### What the task asks
Every record below is to be restated verbatim, though its images are not.

------------------------------------------------

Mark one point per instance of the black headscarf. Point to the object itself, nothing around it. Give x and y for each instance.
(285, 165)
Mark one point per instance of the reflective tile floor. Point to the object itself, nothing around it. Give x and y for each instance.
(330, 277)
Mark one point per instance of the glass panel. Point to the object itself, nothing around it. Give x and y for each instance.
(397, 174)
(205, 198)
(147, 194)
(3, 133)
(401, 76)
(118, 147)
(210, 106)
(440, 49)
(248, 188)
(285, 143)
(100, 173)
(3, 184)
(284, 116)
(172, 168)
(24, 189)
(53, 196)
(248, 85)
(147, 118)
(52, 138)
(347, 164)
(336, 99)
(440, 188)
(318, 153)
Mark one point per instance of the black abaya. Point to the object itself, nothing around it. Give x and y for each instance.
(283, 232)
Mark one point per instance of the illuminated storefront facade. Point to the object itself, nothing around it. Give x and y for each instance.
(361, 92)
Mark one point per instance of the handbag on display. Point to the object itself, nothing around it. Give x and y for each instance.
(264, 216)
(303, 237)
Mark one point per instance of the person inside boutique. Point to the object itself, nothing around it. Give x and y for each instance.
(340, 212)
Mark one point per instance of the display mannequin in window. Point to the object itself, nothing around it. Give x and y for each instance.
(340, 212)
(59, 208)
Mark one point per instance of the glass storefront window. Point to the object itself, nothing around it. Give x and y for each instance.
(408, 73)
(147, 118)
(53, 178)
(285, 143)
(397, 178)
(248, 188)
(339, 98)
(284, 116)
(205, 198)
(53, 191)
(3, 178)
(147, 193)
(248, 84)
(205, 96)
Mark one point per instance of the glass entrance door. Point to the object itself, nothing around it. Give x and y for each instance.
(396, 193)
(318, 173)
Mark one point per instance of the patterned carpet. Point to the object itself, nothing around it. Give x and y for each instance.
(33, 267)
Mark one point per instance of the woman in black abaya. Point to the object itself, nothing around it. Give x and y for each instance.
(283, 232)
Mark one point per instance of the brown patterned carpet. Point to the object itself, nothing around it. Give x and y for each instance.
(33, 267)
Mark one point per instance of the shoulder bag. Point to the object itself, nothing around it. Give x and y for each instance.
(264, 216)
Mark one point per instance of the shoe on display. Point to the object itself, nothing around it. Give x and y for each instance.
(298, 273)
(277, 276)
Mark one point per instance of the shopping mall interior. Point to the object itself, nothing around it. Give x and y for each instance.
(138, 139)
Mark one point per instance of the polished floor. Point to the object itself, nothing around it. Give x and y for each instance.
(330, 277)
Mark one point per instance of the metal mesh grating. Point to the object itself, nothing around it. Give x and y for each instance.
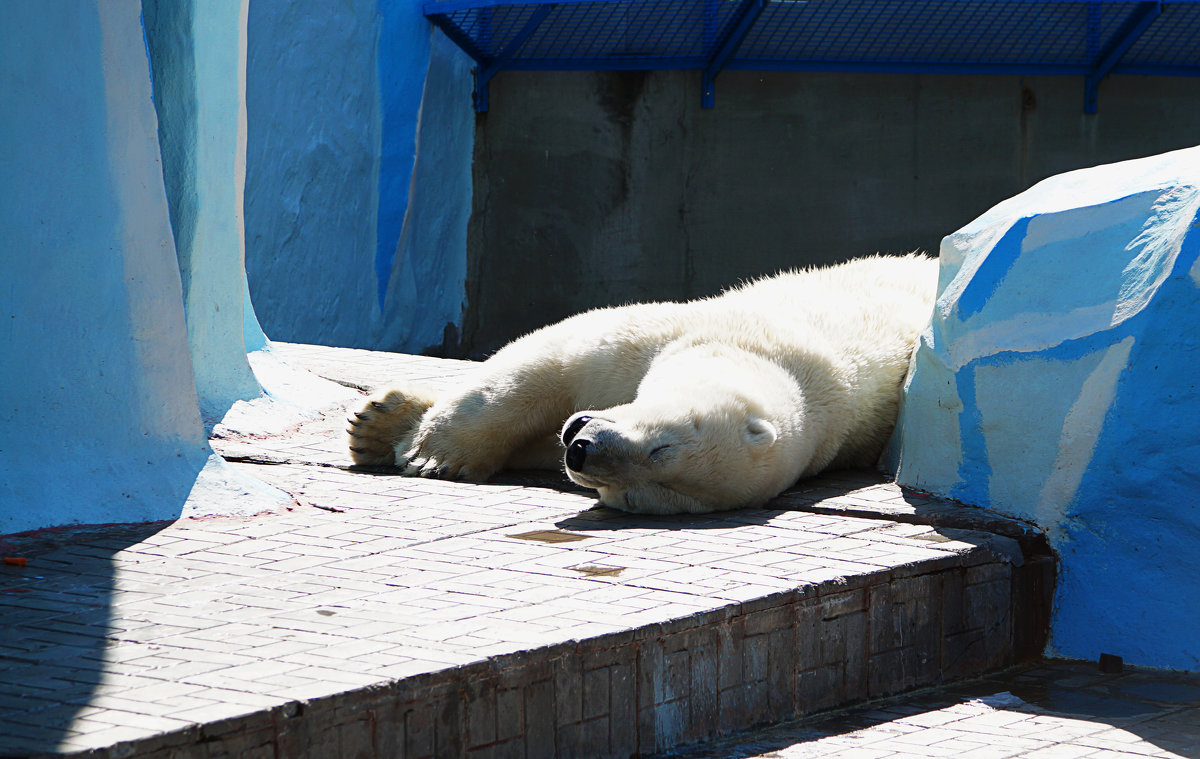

------------------------------------------------

### Response to the exercise
Mark one point per instance of the black headscarf. Point to the object itself, nothing around it. Give x and y for each instance.
(285, 165)
Mark one point per instance of the reflective tile floor. Point to the object itself, nothing around it. Give x and y for each instance.
(330, 277)
Mark one point per instance of the glass panel. Point to the object itself, nothing around it. Give x and y for each instance.
(397, 174)
(205, 198)
(147, 194)
(3, 133)
(401, 76)
(118, 147)
(210, 106)
(440, 49)
(248, 188)
(285, 143)
(100, 173)
(3, 184)
(284, 116)
(172, 168)
(24, 189)
(53, 196)
(248, 85)
(147, 118)
(52, 138)
(347, 164)
(336, 99)
(440, 188)
(318, 153)
Mark one point per instance of the black abaya. Point to the object itself, nothing around it. Give x and y for each instance.
(283, 232)
Mark one point per instance of the illuminated storefront facade. Point to the object itself, nothing around it. Give x and y for each instance.
(361, 92)
Mark one point per instance of the handbag on display. Point to the object itself, nothing around it. Give x and y for each instance.
(264, 216)
(303, 237)
Mark one point per instance of the person inside boutique. Point to the object itself, nothing around it. Give x and y for each instance.
(340, 212)
Mark one point per instance of the display mannequin in window. Point to the object itself, nothing around it. Give x and y for each instance.
(340, 212)
(59, 208)
Mark one point per instance of the glass storefront window. Point to the object itself, nothing around it. Give x and y for each instance.
(408, 73)
(147, 118)
(53, 178)
(285, 143)
(397, 178)
(248, 188)
(339, 98)
(284, 116)
(205, 198)
(53, 191)
(3, 178)
(147, 193)
(248, 84)
(205, 96)
Mark one point per instance of the glass entrance door. Point to the object itself, nothing around it. Give x and y for each instance.
(396, 193)
(318, 173)
Mark one point per instance of the patterned carpet. Point to the object itself, nothing around it. Give x and y for each instance.
(33, 267)
Mark one point per instance of the woman in black abaya. Point to the object itself, nothing around it. Give x and y for each instance.
(283, 232)
Mark one point per instance of the brown patterned carpet. Point to the object itself, nothing around it. Give x and y for each instance.
(33, 267)
Mark one point per instance of the shoulder bag. Point to the object itself, nothing around it. Give x and y for each instance.
(264, 216)
Mark one point per instance of the shoe on display. Point to the object itself, nothing around it. Give x and y for each instance.
(298, 273)
(277, 276)
Mark one point per instance of the shopping mall interior. Point to the object itself, nothing around it. Give x and y for each instance.
(138, 139)
Mark one point per instance of the polished floor. Point to the object itself, nothing around it. Give x and y for each instance.
(330, 277)
Mark one point per instance of the metal mesh grating. Point to the object itself, nothing around it. Give x and y for each instance.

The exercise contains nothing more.